** What the task requires **
Find how many lines in the material contain "block"; your answer should be that number alone.
====== Input data ======
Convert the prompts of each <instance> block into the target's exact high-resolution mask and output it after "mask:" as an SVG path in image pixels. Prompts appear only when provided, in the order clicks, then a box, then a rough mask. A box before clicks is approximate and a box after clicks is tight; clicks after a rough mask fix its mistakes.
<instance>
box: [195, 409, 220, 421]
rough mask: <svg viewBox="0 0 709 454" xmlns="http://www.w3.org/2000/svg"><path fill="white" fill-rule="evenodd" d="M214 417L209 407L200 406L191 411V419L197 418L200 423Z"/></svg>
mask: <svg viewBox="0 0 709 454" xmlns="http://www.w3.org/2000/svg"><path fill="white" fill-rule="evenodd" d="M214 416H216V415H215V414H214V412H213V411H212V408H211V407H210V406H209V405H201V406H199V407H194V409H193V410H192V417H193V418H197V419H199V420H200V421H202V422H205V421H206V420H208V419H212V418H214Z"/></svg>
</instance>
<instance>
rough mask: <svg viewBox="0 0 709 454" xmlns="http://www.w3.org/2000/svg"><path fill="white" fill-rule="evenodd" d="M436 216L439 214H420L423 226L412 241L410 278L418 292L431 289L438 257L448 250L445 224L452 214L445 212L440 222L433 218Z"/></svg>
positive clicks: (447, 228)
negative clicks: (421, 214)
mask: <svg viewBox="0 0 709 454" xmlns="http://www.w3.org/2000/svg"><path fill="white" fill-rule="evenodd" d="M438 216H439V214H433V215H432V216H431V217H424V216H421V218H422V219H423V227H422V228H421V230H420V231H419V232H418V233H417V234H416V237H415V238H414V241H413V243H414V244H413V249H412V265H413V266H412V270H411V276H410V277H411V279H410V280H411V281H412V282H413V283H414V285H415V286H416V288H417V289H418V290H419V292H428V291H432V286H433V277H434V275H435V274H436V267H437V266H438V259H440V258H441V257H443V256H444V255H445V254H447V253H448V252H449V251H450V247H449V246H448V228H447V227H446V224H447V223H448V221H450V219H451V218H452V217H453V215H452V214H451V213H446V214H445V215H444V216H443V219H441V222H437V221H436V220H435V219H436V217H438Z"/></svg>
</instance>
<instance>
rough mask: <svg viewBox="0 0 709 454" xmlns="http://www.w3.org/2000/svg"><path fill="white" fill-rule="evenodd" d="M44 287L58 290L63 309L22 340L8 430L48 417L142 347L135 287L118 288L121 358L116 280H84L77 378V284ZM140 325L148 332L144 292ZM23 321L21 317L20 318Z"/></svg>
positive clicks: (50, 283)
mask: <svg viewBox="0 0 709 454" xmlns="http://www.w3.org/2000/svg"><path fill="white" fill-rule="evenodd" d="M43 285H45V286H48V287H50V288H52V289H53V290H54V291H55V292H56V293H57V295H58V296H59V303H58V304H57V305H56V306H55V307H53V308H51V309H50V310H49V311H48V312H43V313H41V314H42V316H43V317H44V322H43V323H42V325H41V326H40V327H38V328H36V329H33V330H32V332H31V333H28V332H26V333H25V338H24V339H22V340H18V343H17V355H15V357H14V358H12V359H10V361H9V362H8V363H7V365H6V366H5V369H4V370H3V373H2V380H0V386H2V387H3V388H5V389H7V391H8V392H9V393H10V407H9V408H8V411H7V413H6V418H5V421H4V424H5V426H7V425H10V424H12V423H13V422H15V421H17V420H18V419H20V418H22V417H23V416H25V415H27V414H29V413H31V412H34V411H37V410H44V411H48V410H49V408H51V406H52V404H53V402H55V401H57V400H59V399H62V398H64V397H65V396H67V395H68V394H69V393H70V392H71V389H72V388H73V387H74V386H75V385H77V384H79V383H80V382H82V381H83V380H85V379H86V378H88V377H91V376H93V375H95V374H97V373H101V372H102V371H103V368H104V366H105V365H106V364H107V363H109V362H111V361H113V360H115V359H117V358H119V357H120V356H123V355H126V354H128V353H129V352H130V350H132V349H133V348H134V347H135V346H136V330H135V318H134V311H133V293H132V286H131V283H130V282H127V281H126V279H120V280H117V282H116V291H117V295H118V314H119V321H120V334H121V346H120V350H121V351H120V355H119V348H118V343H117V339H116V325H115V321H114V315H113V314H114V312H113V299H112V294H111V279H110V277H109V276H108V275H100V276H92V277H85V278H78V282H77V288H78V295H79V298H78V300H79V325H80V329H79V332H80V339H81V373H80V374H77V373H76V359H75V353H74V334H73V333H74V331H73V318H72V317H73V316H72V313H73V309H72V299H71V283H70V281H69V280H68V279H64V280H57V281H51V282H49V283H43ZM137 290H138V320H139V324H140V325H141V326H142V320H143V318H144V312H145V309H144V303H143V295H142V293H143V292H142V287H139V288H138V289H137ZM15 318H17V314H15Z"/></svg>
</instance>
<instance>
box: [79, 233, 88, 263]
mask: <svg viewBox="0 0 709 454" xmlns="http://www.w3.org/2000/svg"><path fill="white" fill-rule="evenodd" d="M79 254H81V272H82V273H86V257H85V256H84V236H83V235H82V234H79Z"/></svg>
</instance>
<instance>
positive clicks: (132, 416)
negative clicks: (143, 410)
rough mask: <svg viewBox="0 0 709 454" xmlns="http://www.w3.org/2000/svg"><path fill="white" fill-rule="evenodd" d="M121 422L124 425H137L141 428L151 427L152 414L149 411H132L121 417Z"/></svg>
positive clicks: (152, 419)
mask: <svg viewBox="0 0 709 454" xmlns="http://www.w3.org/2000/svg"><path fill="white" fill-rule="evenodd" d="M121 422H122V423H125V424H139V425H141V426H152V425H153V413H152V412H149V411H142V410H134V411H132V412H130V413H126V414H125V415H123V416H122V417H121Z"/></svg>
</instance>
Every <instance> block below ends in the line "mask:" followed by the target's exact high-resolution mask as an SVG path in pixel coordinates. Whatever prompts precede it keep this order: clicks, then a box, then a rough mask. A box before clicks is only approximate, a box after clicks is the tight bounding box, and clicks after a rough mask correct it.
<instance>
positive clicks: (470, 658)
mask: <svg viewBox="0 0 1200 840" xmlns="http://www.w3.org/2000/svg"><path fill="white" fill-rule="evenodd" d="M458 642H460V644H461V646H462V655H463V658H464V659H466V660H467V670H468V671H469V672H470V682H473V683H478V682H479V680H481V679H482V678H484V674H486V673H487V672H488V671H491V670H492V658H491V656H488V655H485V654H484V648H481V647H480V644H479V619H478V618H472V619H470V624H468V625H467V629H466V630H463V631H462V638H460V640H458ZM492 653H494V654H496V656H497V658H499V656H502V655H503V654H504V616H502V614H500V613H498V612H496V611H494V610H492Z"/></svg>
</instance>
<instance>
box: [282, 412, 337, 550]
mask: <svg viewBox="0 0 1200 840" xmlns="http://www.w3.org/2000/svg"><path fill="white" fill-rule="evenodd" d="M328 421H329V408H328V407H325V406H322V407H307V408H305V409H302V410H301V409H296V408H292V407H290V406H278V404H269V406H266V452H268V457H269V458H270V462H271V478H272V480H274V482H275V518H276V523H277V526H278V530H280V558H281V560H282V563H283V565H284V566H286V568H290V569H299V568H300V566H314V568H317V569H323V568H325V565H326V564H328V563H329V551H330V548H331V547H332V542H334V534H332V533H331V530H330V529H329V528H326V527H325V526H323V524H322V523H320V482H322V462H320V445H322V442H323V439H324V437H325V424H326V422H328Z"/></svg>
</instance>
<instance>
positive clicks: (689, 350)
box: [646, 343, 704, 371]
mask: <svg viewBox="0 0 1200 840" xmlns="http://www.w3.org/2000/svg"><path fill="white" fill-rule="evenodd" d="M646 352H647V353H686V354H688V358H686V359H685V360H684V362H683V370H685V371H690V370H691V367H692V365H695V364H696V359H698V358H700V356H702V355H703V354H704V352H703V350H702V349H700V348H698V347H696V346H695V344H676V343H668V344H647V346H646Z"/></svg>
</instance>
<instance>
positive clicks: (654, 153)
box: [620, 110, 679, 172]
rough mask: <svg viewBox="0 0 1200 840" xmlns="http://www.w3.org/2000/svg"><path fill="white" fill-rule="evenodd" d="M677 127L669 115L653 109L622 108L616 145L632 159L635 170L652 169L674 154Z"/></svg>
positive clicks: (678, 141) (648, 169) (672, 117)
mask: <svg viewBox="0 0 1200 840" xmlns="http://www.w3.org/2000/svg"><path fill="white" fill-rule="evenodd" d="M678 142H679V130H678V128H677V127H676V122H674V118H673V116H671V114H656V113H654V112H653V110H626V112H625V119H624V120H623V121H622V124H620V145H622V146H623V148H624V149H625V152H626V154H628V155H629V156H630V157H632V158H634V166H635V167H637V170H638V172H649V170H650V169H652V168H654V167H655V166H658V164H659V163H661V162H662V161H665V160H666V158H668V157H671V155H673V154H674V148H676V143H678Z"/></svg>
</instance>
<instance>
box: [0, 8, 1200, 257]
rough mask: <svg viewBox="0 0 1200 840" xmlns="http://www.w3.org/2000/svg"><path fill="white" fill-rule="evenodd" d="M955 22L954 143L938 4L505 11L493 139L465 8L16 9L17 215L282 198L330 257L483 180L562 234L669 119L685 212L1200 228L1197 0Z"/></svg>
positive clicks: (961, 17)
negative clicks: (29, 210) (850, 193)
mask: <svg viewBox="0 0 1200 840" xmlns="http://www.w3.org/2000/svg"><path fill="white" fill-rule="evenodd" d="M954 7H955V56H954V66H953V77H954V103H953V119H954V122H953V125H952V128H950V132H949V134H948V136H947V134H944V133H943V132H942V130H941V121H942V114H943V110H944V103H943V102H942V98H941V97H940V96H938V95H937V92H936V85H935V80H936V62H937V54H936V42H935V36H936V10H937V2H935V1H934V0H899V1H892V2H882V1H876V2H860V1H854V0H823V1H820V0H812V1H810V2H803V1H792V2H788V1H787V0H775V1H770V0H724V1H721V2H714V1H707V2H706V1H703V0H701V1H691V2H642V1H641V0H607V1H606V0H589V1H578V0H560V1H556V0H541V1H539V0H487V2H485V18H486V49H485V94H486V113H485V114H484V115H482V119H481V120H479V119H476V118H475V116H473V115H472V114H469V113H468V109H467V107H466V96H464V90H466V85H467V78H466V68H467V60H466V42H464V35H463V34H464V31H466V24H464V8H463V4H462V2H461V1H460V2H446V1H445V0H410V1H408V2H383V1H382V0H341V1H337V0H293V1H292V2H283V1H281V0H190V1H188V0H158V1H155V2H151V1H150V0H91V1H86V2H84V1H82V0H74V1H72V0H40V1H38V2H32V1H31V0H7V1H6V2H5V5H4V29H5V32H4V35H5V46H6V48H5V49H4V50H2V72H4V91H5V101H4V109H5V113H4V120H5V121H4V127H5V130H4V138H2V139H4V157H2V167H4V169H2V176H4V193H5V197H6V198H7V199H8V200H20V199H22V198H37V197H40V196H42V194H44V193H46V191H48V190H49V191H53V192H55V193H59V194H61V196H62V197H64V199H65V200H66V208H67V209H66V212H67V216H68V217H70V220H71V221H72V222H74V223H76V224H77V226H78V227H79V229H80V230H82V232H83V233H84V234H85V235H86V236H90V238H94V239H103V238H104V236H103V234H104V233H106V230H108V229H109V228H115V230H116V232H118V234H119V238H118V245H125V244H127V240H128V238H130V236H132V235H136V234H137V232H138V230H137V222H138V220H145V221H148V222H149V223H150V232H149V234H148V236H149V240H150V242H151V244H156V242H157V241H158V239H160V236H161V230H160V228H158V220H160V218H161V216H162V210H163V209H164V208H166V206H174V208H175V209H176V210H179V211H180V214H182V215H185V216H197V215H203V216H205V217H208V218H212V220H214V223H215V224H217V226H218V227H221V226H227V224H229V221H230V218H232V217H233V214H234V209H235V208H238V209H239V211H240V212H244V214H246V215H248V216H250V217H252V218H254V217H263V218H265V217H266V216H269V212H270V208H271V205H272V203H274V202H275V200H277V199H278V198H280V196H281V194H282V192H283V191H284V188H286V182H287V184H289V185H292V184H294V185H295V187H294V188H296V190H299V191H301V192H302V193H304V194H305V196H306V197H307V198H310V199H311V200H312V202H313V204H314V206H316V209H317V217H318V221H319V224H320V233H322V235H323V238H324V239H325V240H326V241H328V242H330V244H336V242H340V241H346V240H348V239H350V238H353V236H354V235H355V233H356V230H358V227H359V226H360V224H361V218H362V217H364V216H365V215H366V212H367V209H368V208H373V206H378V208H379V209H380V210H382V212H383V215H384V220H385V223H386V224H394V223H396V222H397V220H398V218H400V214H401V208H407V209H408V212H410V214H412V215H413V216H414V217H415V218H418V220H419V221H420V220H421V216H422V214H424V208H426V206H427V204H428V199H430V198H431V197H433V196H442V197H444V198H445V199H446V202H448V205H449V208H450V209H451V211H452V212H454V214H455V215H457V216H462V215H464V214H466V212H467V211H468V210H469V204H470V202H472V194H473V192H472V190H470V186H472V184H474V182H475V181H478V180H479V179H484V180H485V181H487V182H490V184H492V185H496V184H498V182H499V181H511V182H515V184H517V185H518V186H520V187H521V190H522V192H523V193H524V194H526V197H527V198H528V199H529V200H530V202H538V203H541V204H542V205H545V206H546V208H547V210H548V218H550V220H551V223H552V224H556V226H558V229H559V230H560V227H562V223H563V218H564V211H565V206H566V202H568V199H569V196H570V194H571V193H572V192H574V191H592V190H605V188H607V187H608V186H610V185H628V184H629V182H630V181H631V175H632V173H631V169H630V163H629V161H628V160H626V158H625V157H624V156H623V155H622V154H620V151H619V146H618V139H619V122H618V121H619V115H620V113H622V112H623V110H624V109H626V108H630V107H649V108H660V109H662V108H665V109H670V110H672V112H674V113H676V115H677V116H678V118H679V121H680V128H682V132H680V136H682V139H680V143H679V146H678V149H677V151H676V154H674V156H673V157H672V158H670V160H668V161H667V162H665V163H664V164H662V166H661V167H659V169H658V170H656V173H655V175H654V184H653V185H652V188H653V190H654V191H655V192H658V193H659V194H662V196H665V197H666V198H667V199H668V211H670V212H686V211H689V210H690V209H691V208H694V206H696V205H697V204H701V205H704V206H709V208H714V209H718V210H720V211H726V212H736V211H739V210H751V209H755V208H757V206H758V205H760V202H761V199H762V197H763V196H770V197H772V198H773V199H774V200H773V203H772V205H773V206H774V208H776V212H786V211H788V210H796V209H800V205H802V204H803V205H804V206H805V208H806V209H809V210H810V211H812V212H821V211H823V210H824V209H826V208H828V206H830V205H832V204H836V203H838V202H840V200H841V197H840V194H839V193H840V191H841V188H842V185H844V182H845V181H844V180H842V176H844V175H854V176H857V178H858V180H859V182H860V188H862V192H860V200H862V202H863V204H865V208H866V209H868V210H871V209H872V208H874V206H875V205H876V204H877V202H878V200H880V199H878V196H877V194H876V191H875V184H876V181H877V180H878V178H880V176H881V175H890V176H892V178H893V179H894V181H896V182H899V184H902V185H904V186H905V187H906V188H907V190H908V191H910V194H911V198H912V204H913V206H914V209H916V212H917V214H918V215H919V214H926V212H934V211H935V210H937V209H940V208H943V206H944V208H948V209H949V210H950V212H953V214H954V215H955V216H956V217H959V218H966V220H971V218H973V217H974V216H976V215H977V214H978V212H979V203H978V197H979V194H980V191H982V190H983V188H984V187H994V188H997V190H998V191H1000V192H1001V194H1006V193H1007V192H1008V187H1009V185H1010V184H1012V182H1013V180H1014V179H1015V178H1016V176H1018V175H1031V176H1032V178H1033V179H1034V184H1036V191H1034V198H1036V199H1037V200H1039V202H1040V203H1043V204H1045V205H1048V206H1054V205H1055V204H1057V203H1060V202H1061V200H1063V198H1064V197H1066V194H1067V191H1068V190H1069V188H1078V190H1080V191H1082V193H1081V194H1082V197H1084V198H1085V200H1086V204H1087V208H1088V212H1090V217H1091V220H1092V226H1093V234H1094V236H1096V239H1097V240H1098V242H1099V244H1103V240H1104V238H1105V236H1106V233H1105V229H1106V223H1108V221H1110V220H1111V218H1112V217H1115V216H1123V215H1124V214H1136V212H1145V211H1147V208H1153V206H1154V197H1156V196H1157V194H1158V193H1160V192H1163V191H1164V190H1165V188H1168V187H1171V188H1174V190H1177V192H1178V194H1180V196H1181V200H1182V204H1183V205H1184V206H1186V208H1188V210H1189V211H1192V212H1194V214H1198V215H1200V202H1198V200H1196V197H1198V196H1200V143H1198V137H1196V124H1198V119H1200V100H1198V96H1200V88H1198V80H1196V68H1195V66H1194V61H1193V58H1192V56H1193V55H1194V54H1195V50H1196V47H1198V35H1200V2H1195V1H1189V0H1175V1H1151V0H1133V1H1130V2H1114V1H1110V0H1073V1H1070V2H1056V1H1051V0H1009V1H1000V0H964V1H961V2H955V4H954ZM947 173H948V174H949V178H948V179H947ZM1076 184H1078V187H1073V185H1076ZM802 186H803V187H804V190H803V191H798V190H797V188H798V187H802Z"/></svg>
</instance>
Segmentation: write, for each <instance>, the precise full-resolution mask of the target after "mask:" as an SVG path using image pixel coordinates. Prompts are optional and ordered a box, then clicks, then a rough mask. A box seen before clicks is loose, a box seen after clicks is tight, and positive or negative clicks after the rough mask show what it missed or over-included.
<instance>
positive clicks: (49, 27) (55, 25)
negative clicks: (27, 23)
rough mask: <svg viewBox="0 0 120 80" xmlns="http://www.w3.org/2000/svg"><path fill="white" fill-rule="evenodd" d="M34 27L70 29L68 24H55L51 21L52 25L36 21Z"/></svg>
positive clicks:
======
** Answer to this task **
2